- Opening Delimiter -

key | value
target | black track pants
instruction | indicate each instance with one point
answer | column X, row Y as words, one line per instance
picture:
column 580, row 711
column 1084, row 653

- Closing Delimiter -
- Opening Delimiter -

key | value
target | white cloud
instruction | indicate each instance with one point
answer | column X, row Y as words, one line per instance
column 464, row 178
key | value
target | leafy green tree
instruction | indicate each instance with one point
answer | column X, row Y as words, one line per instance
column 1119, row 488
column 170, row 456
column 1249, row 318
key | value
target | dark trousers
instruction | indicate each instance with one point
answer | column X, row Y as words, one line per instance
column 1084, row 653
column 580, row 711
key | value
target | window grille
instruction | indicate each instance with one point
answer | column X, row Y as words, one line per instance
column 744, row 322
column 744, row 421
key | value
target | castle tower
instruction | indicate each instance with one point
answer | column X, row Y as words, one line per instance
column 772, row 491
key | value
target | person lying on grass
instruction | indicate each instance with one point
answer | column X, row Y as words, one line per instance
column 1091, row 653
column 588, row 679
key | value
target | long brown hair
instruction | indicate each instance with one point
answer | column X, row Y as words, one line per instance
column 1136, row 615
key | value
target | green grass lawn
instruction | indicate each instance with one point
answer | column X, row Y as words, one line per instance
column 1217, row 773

- Closing Delimiter -
- Opening Delimiter -

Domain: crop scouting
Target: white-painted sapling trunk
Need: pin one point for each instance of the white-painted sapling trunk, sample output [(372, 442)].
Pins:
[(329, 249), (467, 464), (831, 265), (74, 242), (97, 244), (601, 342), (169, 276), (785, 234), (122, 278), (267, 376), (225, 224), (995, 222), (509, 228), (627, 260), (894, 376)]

- Closing Delimiter -

WORK REQUEST:
What lines in the entries above include the string "green"? Return each one.

FINAL ANSWER:
target | leafy green tree
target | green grass lawn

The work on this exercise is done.